REQUIREMENT 1: Add 94 to each x and y coordinate in the listing, from the line containing "Question. Indicate one point for each instance of the air" through the line containing "of the refrigerator", inclusive. Give back all of those lines with only the coordinates changed.

EXCERPT TO READ:
#####

In article <4088@pluto.dss.com> alex@pluto.dss.com (Alex Smith) writes:
+In article <9325@pasteur.Berkeley.EDU>, carlton@aldebaran.berkeley.edu (Mike Carlton) writes:
+> Greetings,
+
+[ Benchmark specifics ]
+
+> instruction can only specify shifts of 1-8 bits on the 030 and presumably 
+              ^^^ ^^^^ ^^^^^^^ ^^^^^^ ^^ ^^^ ^^^^
+According to the MC68030 User's Manual (2nd Ed.):
+
+	The shift count for the shifting of a [data] register is specified
+	in two different ways:
+
+	1. Immediate -- The shift count (1-8) is specified in the instruction.
+	2. Register -- The shift count is the value in the data register
+	   specified in the instruction modulo 64.
+                                        ^^^^^^ ^^
+Perhaps the simulation is using immediate specification, or shifting memory
+(which can only be done one bit/byte at a time).
+
+> the same is true of the 040).
+
+[ etc.]
+
+Alexander Smith		"If that was an opinion, this is a disclaimer."

#####

RECORDS SHOWN:
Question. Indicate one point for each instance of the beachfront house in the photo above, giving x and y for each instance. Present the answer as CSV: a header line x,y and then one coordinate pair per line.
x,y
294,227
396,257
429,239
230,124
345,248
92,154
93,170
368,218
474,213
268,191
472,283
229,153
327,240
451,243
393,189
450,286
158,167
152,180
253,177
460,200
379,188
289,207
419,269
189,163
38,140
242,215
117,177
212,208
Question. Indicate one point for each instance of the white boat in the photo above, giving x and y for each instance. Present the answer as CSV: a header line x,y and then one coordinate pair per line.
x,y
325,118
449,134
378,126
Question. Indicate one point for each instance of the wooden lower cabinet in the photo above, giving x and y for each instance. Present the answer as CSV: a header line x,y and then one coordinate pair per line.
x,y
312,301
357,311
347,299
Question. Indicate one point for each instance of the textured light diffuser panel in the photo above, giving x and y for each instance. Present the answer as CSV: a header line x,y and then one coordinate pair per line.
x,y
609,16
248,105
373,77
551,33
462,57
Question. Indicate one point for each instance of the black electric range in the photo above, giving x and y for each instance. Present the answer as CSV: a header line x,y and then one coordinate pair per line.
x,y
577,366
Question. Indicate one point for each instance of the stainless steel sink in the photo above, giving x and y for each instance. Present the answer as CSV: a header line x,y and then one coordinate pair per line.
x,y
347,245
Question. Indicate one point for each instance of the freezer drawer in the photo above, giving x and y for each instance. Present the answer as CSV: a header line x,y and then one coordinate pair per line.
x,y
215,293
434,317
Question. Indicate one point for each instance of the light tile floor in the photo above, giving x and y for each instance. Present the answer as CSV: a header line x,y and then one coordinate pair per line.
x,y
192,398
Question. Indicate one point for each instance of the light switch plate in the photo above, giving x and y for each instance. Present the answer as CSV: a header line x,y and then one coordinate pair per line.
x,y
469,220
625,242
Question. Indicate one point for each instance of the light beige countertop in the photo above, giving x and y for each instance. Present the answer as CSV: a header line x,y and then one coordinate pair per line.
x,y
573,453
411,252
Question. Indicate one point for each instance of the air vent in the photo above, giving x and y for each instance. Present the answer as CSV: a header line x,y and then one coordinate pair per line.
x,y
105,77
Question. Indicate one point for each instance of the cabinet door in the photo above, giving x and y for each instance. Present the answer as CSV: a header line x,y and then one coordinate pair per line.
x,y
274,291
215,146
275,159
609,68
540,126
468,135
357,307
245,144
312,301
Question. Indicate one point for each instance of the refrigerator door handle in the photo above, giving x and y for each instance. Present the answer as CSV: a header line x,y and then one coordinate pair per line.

#####

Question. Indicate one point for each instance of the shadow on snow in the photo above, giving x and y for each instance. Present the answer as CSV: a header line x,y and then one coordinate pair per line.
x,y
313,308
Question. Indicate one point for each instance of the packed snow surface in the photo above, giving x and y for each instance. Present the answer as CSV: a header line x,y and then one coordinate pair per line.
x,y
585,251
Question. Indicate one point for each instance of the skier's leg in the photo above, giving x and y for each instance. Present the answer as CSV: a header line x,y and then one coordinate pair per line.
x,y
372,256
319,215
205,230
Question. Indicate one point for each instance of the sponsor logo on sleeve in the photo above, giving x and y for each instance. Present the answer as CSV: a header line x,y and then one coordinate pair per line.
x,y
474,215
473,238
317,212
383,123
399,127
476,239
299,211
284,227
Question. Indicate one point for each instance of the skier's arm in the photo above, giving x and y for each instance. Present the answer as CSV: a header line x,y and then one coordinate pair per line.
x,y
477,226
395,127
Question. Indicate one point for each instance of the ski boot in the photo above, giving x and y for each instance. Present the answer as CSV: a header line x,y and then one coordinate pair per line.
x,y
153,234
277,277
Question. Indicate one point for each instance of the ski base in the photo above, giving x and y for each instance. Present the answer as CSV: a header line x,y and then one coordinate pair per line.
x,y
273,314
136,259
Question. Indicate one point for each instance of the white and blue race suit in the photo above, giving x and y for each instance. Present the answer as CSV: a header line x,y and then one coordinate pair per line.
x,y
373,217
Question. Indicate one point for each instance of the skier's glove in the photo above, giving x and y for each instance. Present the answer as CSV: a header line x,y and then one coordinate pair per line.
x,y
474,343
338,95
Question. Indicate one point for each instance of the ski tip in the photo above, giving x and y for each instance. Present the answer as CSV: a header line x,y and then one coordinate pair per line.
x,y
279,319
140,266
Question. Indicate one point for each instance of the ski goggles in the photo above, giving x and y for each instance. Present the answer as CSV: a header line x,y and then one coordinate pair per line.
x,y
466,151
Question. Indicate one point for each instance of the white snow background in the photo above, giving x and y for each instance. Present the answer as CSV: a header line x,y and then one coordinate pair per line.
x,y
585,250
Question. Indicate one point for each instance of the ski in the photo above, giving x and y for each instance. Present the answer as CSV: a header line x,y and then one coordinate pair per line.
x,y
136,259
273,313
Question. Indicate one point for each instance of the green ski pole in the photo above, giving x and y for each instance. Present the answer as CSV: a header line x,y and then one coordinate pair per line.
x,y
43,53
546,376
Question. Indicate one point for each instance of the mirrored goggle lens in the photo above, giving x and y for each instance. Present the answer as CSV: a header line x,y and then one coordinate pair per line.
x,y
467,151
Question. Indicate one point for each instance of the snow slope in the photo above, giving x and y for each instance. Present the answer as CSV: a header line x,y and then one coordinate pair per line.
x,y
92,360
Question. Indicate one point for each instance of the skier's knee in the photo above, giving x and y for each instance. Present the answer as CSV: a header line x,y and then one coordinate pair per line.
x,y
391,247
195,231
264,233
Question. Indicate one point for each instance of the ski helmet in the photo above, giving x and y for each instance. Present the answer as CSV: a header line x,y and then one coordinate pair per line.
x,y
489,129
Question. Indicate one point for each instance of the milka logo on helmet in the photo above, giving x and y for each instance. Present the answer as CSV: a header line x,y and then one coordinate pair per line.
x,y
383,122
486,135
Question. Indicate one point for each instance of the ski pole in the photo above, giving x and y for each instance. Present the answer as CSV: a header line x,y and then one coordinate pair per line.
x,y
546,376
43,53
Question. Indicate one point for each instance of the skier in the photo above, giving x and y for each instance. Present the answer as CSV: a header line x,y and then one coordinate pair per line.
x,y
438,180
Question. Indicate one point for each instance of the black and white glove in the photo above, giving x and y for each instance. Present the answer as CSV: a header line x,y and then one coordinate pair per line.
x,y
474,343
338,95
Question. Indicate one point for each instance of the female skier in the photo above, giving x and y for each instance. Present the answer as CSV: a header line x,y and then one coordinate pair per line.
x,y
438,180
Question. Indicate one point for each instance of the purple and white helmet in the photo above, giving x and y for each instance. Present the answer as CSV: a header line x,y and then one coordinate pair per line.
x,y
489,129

#####

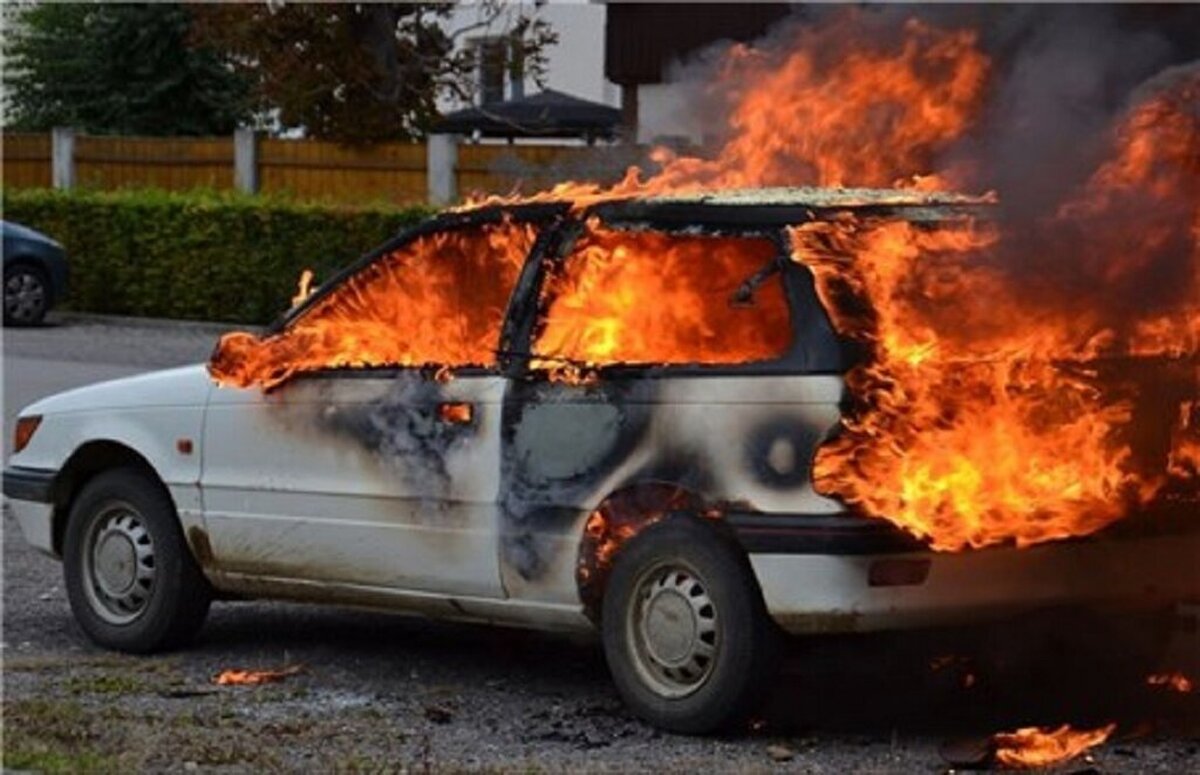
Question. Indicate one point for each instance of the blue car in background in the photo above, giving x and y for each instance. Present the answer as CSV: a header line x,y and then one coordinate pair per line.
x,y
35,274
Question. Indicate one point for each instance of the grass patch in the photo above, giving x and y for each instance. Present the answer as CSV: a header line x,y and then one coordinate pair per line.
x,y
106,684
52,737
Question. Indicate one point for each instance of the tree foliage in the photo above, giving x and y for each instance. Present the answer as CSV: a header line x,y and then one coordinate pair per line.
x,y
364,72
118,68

#####

REQUIREMENT 2:
Answer these from the post about 68030 shift counts:
(a) In immediate mode, what range of shift counts can the instruction specify?
(b) In register mode, the data register value is taken modulo what number?
(c) What kind of shifting can be done only one bit at a time?

COMPLETE ANSWER 1:
Question. Indicate one point for each instance of the air vent in the photo above, giving x and y for each instance. Present the answer as CSV: a header line x,y and then one coordinate pair per line.
x,y
199,171
Question. Indicate one point for each instance of the cabinet door in the photo above, giving x and y for each instance. Present the answer as CSV: a header line x,y and then one coordinate pair per line.
x,y
368,385
309,240
369,253
703,162
634,220
562,229
451,401
339,238
406,395
Question. Indicate one point for each instance of the refrigerator door handle in the photo above, giving x and y for each instance. Present the answer as CSV: a header line x,y and then one coordinate pair per line.

COMPLETE ANSWER 2:
(a) 1-8
(b) 64
(c) Shifting memory